[start SELECTED EXTRACT]

/ ios

Machine Learning and Apple - Pokédex: Gotta Learn 'Em All!

Apple introduced some really nice features with Machine Learning and made it accessible and easy to understand to all developers. This article will introduce you to CoreML and Create ML and how to build a Pokédex!

This article is actually based on a Cocoaheads meetup talk I gave in Montpellier, France on January 17th, 2019. The slides are available here (french only).

What is Machine Learning?

Let's just start with what Wikipedia says about it.

Machine learning (ML) is the scientific study of algorithms and statistical models that computer systems use to progressively improve their performance on a specific task. Machine learning algorithms build a mathematical model of sample data, known as "training data", in order to make predictions or decisions without being explicitly programmed to perform the task.

Source: Machine Learning on Wikipedia

To make it simple

With Machine Learning, you'll just show your model a lot of data, tell it what is what so it can train and tell them apart. And then, by showing some new data to your model, it will be able to tell you what it is or make predictions, based on what it learned from your data.

The power with this approach is that you will not have to program anything to make your predictions.

ML Introduction by Apple

During WWDC17, Apple introduced CoreML to developers. Basically, CoreML enables us to use some ML models made by different frameworks (Caffee, Keras, Scikit...). In order to use them with CoreML, Apple provided some Python open-source tools for conversion (available here).

[end SELECTED EXTRACT]
[start PROVIDED ENTRIES]

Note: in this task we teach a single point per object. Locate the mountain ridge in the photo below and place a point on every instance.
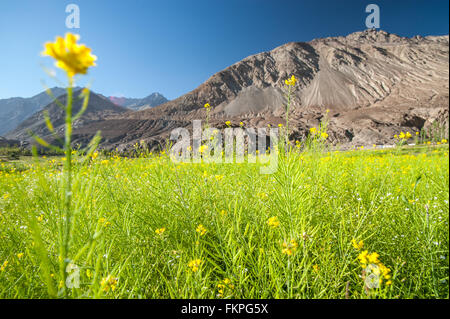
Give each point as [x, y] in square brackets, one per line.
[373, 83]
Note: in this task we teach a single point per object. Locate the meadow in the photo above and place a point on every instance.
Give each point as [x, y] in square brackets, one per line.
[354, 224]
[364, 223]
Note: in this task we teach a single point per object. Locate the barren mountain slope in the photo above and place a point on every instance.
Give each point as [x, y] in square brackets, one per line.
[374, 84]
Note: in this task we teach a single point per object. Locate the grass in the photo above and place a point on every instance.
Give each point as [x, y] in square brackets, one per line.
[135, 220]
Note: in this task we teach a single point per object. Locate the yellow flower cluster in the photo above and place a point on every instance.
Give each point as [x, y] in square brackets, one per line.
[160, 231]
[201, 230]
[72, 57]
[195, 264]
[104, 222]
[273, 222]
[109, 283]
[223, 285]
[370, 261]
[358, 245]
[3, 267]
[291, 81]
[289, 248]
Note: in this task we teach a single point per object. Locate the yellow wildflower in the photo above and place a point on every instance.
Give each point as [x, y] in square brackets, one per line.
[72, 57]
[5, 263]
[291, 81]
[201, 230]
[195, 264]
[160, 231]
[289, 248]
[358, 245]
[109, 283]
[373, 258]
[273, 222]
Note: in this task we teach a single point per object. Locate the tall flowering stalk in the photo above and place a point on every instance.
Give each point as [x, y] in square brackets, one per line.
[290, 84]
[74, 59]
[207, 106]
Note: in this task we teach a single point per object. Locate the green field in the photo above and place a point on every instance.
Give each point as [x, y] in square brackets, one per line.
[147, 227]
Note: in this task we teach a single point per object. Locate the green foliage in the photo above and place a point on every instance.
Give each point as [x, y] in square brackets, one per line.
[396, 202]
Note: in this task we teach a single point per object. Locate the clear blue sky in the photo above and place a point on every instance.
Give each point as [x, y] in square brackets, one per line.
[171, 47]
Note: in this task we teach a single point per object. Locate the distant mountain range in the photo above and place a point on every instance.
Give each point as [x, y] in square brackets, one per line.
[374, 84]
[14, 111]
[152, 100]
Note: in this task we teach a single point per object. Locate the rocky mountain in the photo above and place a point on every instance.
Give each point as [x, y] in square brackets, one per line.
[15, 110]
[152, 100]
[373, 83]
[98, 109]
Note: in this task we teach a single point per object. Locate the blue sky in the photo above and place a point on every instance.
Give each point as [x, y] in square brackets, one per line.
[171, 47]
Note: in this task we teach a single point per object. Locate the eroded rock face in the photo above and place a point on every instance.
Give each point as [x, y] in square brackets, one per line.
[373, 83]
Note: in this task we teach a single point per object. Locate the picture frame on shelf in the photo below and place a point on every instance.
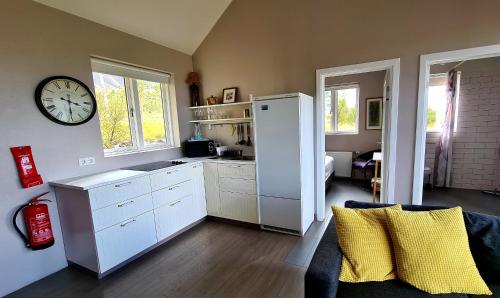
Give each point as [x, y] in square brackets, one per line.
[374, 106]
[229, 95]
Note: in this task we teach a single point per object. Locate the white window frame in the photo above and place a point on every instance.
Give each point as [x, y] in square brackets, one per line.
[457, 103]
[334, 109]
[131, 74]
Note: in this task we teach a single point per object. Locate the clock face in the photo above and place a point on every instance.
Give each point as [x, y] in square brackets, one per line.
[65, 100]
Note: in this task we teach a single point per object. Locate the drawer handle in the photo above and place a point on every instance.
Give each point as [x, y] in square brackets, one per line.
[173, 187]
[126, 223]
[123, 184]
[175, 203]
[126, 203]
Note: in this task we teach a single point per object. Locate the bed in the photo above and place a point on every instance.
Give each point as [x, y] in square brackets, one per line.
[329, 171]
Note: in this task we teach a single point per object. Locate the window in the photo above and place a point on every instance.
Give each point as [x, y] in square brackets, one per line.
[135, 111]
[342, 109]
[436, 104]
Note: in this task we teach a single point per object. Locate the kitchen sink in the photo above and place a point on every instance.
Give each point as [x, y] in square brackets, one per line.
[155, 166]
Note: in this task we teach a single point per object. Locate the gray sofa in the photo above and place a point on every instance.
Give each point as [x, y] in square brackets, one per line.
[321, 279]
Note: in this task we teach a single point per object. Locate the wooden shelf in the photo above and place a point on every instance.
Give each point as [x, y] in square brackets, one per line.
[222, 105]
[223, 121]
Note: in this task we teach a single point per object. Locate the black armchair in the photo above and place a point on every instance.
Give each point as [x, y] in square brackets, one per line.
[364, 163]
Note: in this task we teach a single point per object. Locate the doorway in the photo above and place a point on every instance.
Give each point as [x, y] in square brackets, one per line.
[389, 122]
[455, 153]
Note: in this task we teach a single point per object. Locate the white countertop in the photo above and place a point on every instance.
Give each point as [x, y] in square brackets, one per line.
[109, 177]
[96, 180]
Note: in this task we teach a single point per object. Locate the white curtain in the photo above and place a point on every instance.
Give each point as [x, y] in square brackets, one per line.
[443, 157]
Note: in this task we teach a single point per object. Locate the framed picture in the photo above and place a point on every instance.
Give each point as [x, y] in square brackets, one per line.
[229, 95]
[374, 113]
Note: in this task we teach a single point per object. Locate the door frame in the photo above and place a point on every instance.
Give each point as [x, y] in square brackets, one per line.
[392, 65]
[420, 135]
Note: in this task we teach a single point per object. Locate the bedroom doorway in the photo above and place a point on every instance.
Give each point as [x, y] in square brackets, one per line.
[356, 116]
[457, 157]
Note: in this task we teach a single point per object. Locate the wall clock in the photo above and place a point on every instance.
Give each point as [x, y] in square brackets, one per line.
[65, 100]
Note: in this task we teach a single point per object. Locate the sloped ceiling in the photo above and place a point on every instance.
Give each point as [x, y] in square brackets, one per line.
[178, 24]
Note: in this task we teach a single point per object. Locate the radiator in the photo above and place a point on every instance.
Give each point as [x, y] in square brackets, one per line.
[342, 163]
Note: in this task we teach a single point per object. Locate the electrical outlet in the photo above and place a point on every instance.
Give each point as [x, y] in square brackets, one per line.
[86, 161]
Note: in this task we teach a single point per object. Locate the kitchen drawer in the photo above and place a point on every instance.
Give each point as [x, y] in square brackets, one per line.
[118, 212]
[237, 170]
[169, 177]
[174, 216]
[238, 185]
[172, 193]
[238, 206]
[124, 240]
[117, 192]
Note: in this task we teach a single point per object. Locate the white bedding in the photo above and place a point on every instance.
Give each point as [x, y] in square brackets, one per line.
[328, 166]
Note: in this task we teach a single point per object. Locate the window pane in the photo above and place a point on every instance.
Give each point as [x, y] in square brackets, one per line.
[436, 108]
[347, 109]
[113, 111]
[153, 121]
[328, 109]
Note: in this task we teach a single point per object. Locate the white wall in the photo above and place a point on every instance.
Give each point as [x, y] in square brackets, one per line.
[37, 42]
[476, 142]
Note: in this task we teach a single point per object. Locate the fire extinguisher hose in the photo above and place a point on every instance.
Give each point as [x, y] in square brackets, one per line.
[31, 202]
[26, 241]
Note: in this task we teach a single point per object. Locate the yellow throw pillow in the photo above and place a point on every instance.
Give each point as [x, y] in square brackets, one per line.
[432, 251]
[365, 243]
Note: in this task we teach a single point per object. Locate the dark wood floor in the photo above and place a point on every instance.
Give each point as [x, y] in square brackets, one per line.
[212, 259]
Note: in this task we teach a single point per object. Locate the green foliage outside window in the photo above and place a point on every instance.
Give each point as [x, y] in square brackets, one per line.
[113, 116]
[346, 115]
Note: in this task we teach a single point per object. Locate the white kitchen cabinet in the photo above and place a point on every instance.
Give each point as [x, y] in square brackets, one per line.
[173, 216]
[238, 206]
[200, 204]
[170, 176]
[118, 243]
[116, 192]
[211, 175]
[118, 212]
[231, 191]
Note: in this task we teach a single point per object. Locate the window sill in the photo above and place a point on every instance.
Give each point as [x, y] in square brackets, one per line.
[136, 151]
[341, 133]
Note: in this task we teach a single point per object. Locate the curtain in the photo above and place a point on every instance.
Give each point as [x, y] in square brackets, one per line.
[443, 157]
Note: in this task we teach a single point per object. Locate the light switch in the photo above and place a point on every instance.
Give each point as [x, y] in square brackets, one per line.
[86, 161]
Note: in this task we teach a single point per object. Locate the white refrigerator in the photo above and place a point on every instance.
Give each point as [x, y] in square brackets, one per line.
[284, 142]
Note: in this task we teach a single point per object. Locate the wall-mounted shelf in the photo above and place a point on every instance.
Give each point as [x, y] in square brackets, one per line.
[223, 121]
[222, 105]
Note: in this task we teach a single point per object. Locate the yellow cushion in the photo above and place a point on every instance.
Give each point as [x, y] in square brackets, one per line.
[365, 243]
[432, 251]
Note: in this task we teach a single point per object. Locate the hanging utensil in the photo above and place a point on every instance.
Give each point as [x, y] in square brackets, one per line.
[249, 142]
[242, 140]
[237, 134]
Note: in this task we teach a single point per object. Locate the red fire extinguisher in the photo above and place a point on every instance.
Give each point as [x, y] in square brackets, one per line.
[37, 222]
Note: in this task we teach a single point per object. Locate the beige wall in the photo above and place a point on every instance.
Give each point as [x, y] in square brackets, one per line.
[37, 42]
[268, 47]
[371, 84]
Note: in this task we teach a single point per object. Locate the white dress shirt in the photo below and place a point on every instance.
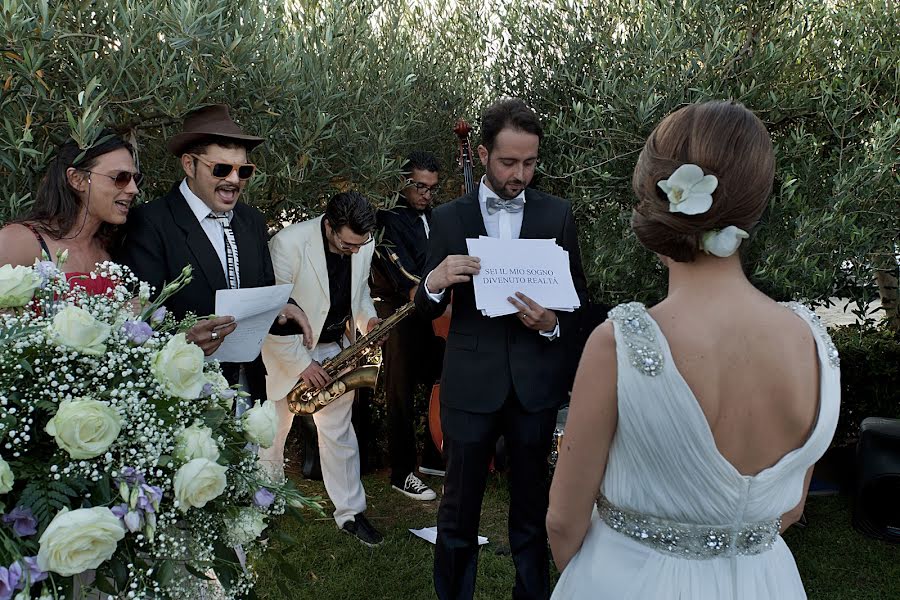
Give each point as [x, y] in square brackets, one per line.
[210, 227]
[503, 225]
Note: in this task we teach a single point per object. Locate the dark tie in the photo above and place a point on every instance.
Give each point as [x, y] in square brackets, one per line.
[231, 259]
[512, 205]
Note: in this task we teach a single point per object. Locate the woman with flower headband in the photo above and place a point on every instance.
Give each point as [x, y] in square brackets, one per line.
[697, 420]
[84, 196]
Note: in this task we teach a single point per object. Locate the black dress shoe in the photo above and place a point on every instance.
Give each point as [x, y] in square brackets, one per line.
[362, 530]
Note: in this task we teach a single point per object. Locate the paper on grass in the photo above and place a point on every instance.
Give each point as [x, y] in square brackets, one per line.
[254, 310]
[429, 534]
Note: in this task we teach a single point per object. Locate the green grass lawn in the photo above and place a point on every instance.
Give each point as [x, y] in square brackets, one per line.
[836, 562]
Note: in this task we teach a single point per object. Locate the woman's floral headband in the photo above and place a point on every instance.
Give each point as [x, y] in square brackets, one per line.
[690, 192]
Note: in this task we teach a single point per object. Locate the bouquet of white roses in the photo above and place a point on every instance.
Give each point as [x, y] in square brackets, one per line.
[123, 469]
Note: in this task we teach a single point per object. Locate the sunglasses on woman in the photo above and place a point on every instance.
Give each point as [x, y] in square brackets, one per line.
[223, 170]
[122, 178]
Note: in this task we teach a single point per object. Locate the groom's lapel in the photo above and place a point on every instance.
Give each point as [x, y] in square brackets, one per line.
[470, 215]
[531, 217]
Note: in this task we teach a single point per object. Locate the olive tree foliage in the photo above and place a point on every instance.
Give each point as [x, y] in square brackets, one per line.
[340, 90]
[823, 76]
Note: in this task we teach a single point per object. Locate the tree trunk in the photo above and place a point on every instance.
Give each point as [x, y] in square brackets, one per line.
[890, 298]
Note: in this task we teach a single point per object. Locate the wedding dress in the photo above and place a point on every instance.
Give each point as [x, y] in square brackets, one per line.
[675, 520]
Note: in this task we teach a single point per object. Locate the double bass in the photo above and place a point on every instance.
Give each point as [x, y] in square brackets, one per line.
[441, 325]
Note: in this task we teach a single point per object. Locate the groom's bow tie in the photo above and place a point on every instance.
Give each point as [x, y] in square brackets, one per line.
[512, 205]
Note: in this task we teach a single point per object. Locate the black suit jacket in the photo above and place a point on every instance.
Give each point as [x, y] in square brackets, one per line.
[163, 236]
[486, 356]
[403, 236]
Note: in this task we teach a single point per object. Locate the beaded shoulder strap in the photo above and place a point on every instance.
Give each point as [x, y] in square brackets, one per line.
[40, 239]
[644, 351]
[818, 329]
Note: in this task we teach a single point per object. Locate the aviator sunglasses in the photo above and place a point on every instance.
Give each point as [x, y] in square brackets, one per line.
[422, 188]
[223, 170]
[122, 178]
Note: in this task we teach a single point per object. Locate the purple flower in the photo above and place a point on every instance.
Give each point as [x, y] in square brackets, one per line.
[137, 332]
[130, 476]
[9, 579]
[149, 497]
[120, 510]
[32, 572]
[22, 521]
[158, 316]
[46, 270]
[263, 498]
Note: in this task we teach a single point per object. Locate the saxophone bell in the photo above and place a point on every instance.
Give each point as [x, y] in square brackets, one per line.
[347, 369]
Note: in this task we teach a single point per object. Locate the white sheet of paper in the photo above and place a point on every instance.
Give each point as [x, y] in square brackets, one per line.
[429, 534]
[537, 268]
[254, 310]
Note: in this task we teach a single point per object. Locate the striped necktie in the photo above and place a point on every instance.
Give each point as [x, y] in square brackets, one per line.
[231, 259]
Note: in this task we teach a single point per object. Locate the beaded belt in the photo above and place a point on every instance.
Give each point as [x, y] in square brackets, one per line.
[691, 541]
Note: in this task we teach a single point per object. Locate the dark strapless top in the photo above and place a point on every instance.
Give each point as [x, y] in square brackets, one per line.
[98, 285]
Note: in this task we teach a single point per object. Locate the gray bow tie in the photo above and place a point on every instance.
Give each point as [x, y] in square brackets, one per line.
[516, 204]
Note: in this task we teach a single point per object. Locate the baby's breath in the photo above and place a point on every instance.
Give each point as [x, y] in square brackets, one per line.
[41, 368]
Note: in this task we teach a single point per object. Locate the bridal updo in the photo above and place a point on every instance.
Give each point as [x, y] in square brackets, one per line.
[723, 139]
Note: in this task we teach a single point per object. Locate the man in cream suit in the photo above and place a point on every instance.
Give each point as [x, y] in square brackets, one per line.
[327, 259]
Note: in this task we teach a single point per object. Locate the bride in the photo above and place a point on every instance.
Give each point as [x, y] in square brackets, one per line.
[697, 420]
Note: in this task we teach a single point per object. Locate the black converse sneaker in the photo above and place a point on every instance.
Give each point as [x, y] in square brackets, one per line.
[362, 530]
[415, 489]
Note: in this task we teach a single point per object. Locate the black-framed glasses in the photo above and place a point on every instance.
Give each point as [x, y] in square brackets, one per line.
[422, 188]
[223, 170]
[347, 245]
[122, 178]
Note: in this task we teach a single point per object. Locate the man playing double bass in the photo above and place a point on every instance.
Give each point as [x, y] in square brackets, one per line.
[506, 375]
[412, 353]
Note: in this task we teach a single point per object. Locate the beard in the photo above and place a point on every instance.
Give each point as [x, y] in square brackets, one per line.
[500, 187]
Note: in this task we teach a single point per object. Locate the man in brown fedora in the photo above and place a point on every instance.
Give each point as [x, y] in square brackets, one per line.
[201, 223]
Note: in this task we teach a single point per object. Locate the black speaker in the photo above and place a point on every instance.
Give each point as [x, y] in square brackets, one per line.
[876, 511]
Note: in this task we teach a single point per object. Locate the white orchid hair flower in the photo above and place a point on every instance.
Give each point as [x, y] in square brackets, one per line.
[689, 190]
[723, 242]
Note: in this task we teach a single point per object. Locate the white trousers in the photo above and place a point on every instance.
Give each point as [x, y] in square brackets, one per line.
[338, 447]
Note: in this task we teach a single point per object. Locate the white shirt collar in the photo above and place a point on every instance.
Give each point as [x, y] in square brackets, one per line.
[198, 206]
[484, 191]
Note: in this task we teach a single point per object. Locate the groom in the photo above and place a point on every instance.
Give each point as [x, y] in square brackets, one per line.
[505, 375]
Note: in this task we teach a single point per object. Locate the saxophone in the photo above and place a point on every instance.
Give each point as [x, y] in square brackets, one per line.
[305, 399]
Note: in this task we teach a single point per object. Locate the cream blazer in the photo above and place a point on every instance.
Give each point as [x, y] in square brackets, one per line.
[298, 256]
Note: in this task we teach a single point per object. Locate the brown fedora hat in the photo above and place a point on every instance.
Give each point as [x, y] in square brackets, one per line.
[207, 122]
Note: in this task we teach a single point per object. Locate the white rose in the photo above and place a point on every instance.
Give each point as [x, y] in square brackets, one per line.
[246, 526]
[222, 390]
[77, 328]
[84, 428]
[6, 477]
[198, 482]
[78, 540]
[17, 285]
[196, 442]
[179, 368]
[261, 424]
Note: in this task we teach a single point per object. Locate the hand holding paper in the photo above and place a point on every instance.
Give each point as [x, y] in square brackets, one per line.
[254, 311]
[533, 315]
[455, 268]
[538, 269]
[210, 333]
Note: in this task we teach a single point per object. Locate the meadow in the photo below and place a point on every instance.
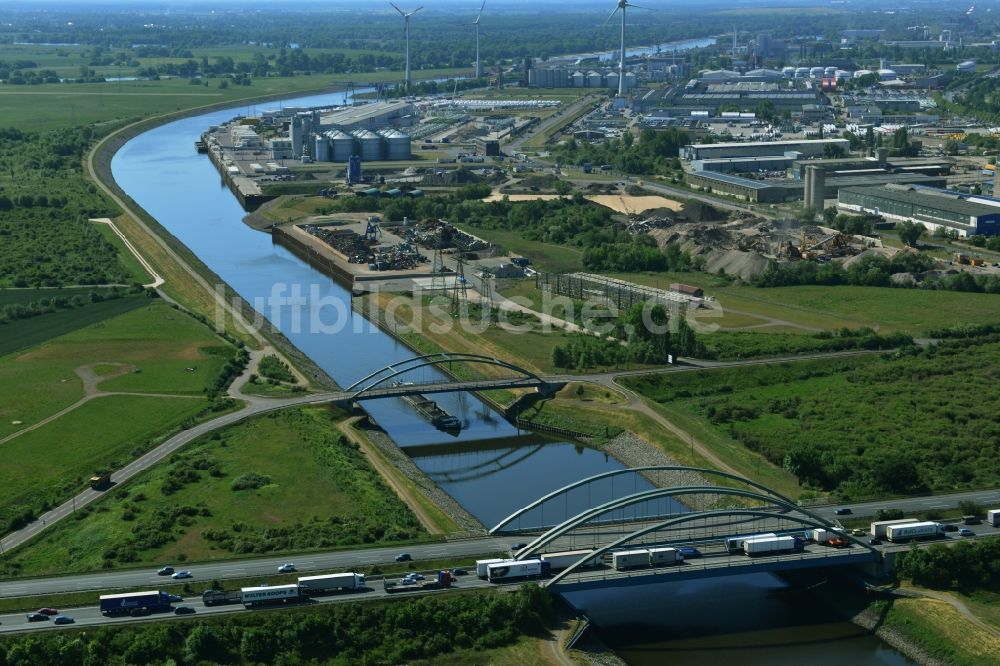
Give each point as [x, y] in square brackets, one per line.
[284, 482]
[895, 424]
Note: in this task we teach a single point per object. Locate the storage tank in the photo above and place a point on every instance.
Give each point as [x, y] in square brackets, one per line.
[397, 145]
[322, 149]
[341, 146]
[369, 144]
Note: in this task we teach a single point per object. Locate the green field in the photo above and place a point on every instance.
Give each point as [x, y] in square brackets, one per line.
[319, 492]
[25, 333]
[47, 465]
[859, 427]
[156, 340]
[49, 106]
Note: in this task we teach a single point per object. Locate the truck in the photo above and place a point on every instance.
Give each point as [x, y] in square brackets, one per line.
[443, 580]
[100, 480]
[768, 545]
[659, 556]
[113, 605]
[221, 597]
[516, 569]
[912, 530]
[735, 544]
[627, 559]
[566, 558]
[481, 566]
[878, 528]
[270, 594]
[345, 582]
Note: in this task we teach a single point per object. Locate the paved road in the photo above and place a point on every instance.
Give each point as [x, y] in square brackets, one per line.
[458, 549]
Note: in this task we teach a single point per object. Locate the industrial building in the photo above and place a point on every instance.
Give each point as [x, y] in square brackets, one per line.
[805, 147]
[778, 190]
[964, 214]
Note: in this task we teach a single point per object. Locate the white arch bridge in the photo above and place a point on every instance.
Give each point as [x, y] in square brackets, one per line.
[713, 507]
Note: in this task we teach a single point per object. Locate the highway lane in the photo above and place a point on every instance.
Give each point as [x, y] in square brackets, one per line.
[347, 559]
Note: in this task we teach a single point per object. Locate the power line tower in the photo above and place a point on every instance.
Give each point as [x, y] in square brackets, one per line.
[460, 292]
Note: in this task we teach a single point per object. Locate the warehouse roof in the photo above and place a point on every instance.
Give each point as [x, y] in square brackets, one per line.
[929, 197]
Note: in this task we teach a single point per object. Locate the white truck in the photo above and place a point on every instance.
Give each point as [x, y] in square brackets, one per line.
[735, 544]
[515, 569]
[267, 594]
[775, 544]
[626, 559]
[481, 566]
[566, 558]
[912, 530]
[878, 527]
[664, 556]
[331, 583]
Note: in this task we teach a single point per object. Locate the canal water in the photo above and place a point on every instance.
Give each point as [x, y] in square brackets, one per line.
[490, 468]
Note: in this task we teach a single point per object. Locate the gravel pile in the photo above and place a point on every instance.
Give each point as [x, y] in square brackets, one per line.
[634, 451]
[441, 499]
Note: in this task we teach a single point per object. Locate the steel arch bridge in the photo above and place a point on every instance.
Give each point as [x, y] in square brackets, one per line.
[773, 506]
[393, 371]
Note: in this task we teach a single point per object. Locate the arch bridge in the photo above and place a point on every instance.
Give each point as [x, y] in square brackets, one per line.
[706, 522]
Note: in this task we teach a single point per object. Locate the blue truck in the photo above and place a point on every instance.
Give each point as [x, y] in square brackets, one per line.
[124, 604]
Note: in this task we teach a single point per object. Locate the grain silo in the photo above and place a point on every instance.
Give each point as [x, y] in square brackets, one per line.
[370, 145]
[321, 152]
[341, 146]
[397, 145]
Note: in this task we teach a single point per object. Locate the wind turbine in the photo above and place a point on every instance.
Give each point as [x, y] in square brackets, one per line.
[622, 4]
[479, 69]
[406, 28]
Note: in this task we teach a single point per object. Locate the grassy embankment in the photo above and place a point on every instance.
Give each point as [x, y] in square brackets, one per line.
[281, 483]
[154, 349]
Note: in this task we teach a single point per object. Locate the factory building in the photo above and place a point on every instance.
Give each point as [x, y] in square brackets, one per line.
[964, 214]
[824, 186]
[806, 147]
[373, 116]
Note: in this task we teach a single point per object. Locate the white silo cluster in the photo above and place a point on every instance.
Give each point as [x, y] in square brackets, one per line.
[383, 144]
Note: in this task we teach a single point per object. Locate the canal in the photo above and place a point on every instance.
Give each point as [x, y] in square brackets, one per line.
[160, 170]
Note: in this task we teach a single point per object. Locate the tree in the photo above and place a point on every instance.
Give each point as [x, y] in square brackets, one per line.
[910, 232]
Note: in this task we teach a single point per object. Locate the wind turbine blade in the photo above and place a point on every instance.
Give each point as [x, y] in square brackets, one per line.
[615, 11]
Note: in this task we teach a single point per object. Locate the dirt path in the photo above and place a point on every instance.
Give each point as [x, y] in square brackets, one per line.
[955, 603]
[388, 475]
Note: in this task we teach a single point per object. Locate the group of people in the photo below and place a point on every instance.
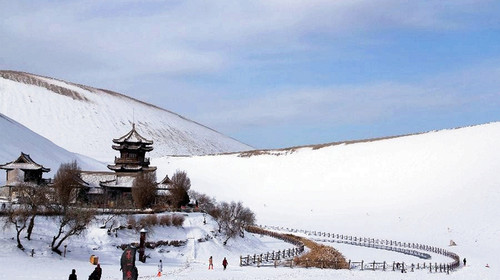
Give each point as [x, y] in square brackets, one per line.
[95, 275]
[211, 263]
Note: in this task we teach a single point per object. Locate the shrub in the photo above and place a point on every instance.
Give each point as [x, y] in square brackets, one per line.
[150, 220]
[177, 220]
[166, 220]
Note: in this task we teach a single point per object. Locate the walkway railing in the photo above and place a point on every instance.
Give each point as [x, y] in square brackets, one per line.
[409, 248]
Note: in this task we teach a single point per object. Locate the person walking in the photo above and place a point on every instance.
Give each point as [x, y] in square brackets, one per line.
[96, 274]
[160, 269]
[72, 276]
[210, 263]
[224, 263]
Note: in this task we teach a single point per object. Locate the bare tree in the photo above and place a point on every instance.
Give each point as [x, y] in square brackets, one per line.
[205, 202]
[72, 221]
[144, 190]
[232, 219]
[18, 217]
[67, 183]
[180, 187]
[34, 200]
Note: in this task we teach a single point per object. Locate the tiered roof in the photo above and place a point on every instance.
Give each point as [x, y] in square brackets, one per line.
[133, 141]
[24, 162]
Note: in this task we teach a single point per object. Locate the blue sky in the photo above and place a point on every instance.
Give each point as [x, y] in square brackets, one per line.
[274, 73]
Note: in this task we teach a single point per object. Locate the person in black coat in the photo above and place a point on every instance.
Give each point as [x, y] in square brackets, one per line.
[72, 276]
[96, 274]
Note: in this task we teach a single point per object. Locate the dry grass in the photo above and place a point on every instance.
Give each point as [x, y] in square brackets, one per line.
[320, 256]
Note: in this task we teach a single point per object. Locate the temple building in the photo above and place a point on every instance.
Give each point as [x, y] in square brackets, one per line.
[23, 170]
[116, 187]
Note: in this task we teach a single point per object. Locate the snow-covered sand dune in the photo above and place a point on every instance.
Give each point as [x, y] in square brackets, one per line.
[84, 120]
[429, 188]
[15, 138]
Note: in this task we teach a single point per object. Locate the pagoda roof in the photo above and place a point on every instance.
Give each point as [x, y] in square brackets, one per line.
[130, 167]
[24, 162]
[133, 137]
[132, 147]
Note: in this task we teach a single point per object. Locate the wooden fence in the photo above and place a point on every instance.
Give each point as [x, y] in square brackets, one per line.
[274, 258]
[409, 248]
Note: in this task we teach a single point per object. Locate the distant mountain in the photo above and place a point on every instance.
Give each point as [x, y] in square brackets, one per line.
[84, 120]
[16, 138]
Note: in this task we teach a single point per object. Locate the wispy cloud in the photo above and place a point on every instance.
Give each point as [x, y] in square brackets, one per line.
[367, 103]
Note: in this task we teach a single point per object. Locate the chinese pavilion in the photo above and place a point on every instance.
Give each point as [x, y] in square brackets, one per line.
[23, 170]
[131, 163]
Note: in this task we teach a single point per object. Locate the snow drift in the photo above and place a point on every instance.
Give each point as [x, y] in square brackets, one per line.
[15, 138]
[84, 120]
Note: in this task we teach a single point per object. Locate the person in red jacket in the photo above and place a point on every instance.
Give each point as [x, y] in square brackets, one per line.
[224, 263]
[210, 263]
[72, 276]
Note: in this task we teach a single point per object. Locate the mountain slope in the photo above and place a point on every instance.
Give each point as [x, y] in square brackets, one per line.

[end PROVIDED ENTRIES]

OBJECTIVE 1 — Count the lines in the entries that contain the string "sunglasses", treating uppercase and lowercase as different, and reply with only the number.
OBJECTIVE 2 — Pick up the article on machine learning with Apple's tools from its last sentence and keep writing.

EXERCISE RESULT 1 — 2

EXERCISE RESULT 2 —
But ML in Apple systems just leveled-up at WWDC18 when they introduced Create ML : some tools that enables us to build our own ML models easily, without having to dive in complex ML tools.

Enough with history, let's start working on a simple ML model and an actual app.

Pokédex: Gotta Learn 'em All

By following the course of this article with me, you will build an app that will be able to classify a Pokémon picture (either from our Photo Library or from the Live Camera feed) : a Pokédex.

Just in case, here's what it is:

The Pokédex (ポケモン図鑑 Pokémon Zukan, lit. "Pokémon Encyclopedia") is an electronic device designed to catalog and provide information regarding the various species of Pokémon.

pokedex

Building our ML model

In this part, we will use Create ML to build our ML model, which will help us classify the Pokémon pictures.

For my Pokédex, I'll just train my model with two Pokémon: the fan-favorite Pikachu and the awesome Charizard.

The basics

Back to some theory and how to train your image classfier model.

Conceiving a model requires you to follow a simple cycle.

create_ml_workflow

  1. You need data...
  2. ... to train your model in classifying images.
  3. Then, you test your model by evaluating its accuracy with another set of data.
  4. Repeat as much as needed until you have satisfying results. The more data you have, the more accurate your model will be.

In practice

Let's apply those steps with our Pokédex.

Step 1: The data

We need two sets of data.

  • a training data set: a data folder with subfolders pikachu and charizard containing pictures of each of them.

data_structure

  • an evaluation data set: a test folder in my case, with the same subfolder structure but containing pictures that were not in the training data set. This is important because we want to make sure the training data was efficient and our trained model is accurate.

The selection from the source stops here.